▼

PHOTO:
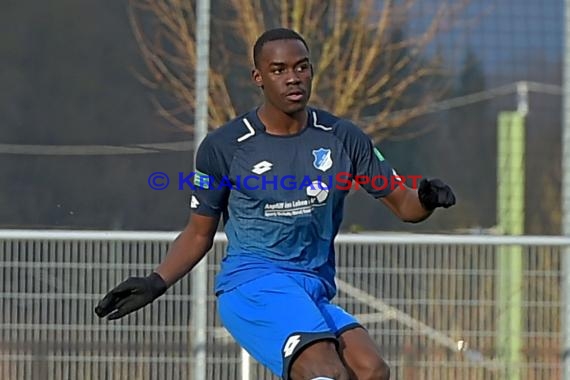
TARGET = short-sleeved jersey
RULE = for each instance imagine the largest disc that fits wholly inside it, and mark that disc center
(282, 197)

▲
▼

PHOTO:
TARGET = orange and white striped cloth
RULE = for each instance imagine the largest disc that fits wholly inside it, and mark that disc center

▲
▼

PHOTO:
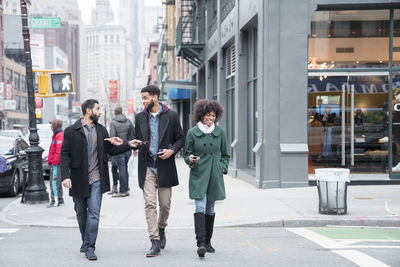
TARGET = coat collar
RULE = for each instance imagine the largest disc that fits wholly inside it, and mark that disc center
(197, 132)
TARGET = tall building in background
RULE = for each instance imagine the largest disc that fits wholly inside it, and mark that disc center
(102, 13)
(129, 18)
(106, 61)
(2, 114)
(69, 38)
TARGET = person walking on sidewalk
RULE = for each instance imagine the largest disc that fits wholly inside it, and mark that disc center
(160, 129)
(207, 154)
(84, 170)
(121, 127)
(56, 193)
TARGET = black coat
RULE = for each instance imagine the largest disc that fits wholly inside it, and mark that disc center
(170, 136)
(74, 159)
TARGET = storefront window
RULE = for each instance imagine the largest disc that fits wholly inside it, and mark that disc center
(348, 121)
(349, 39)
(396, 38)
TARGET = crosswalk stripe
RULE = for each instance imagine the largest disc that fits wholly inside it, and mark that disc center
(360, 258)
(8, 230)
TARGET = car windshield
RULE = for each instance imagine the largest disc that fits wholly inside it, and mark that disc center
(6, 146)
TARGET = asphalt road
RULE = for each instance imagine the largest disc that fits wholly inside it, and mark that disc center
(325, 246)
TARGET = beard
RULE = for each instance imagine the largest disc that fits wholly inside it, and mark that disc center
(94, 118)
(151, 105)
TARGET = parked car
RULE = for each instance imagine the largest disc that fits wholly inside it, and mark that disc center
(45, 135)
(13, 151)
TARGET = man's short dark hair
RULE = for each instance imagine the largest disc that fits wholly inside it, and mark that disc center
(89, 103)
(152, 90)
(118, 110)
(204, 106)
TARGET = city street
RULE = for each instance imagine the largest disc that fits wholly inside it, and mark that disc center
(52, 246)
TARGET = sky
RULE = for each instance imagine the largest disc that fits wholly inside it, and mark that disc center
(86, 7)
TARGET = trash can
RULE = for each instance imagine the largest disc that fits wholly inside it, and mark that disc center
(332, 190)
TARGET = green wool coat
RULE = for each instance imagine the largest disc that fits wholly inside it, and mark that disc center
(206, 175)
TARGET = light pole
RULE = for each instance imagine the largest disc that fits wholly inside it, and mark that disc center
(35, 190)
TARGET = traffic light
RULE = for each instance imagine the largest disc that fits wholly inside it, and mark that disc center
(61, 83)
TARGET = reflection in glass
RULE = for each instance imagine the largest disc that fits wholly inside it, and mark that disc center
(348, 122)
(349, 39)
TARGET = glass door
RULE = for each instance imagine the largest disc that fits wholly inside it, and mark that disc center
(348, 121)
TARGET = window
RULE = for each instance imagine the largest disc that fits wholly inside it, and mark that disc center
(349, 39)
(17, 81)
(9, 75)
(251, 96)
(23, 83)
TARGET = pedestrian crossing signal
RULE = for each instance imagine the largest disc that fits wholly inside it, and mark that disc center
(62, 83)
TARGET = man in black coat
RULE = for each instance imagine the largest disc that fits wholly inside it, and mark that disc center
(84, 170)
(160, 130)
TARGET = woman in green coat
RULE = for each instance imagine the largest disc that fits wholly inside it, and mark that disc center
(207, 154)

▲

Can you find every line in the data above that contains the word "green" and copy each one in full?

TARGET = green wool coat
TARGET = woman in green coat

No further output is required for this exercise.